## STATED EXERCISE
Could you copy out every one of the rows below, word for word and line for line, without changing anything?

## RECORDS TO PROCESS
******************************
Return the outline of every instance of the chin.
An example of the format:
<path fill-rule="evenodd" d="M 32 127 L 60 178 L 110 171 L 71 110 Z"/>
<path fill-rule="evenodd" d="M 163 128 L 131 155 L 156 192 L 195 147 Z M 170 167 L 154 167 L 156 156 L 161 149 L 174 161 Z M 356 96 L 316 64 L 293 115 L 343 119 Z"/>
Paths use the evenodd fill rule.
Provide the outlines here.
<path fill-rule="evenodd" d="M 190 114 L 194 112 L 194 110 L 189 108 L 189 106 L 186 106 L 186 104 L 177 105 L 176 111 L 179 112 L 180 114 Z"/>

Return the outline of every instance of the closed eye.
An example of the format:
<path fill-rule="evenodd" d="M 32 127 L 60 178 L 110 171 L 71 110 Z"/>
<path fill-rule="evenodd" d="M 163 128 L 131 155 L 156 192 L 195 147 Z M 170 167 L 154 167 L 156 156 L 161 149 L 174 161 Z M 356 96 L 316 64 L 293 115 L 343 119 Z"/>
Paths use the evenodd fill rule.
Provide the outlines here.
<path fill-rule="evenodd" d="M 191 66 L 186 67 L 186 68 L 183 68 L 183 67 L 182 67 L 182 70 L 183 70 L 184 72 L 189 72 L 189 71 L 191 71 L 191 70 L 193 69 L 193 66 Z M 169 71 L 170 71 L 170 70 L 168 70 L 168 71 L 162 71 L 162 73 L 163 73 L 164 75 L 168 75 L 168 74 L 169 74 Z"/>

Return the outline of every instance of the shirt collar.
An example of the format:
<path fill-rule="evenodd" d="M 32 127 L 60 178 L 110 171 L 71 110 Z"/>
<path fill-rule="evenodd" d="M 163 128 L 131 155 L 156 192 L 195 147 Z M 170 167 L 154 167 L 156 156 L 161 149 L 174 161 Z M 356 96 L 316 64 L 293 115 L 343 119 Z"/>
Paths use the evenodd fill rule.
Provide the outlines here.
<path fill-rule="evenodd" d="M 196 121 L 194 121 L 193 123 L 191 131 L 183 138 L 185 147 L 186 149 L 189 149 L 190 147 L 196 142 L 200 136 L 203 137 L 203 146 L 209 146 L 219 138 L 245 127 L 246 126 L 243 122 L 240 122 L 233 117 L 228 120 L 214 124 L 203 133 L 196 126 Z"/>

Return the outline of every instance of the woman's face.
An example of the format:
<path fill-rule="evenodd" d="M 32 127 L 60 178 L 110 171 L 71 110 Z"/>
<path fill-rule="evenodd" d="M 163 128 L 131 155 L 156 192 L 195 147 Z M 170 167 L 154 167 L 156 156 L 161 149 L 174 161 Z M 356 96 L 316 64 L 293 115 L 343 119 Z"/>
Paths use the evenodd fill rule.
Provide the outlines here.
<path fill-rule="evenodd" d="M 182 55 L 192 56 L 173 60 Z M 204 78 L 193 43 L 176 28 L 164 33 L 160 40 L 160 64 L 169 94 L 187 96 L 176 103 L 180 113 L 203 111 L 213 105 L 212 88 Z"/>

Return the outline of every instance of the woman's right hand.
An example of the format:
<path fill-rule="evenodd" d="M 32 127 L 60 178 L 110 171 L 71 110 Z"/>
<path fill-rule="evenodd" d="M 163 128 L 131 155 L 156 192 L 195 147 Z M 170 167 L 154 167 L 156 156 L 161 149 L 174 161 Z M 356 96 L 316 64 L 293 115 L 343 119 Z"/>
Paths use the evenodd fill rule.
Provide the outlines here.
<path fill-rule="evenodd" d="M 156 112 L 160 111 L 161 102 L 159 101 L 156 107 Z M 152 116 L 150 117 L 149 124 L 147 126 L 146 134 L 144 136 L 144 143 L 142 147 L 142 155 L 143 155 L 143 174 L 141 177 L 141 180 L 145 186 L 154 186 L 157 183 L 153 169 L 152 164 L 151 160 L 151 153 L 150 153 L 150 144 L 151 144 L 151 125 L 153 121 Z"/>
******************************
## WRITTEN ANSWER
Return the outline of every instance of the chin.
An example of the format:
<path fill-rule="evenodd" d="M 32 127 L 60 178 L 110 171 L 71 110 Z"/>
<path fill-rule="evenodd" d="M 163 128 L 131 155 L 156 192 L 195 147 Z M 170 167 L 154 167 L 156 156 L 161 149 L 174 161 Z M 356 96 L 316 64 L 293 115 L 343 119 Z"/>
Paths use the evenodd fill rule.
Provide the outlines here.
<path fill-rule="evenodd" d="M 190 114 L 194 112 L 194 110 L 189 108 L 189 106 L 186 106 L 186 104 L 177 105 L 176 111 L 179 112 L 180 114 Z"/>

Return the outline of every instance of the closed eye.
An example of the format:
<path fill-rule="evenodd" d="M 32 127 L 60 178 L 110 171 L 71 110 Z"/>
<path fill-rule="evenodd" d="M 163 128 L 131 155 L 156 192 L 195 147 Z M 170 167 L 154 167 L 156 156 L 161 149 L 174 161 Z M 356 96 L 316 64 L 293 115 L 343 119 Z"/>
Paths use the evenodd fill rule.
Provide the outlines here.
<path fill-rule="evenodd" d="M 191 66 L 186 67 L 186 68 L 183 68 L 183 67 L 182 67 L 182 70 L 183 70 L 184 72 L 189 72 L 189 71 L 191 71 L 191 70 L 193 69 L 193 66 Z M 169 71 L 170 71 L 170 70 L 168 70 L 168 71 L 162 71 L 162 73 L 163 73 L 164 75 L 168 75 L 168 74 L 169 74 Z"/>

Return the outline of every instance of the shirt collar.
An example of the format:
<path fill-rule="evenodd" d="M 32 127 L 60 178 L 110 171 L 71 110 Z"/>
<path fill-rule="evenodd" d="M 163 128 L 131 155 L 156 192 L 195 147 Z M 170 167 L 154 167 L 156 156 L 161 149 L 174 161 Z M 356 96 L 316 64 L 293 115 L 343 119 Z"/>
Paths use the evenodd fill rule.
Provide the outlines here.
<path fill-rule="evenodd" d="M 196 121 L 194 121 L 193 123 L 191 131 L 183 138 L 185 147 L 186 149 L 189 149 L 190 147 L 196 142 L 200 136 L 203 137 L 203 146 L 209 146 L 219 138 L 245 127 L 246 126 L 243 122 L 240 122 L 233 117 L 228 120 L 214 124 L 203 133 L 196 126 Z"/>

Return the outline of every instance of the woman's face.
An example of the format:
<path fill-rule="evenodd" d="M 32 127 L 60 178 L 110 171 L 71 110 Z"/>
<path fill-rule="evenodd" d="M 163 128 L 131 155 L 156 192 L 195 147 Z M 170 167 L 154 167 L 156 156 L 161 149 L 174 161 Z M 356 96 L 316 64 L 293 115 L 343 119 Z"/>
Paths use the evenodd fill rule.
Provide the outlines here.
<path fill-rule="evenodd" d="M 182 55 L 192 56 L 173 60 Z M 204 78 L 193 43 L 176 28 L 164 33 L 160 40 L 160 64 L 169 94 L 187 96 L 176 103 L 180 113 L 203 111 L 213 105 L 212 88 Z"/>

Return the outline of every instance of the woman's right hand.
An example of the format:
<path fill-rule="evenodd" d="M 32 127 L 60 178 L 110 171 L 71 110 Z"/>
<path fill-rule="evenodd" d="M 163 128 L 131 155 L 156 192 L 195 147 Z M 170 167 L 154 167 L 156 156 L 161 149 L 174 161 Z M 356 96 L 316 64 L 293 115 L 343 119 Z"/>
Paths use the evenodd fill rule.
Provide the outlines here.
<path fill-rule="evenodd" d="M 156 112 L 160 111 L 161 102 L 159 101 L 156 107 Z M 152 116 L 150 117 L 149 124 L 147 126 L 146 134 L 144 136 L 144 143 L 142 147 L 142 155 L 143 155 L 143 174 L 141 177 L 141 180 L 145 186 L 154 186 L 157 183 L 153 169 L 152 164 L 151 160 L 151 153 L 150 153 L 150 144 L 151 144 L 151 125 L 153 121 Z"/>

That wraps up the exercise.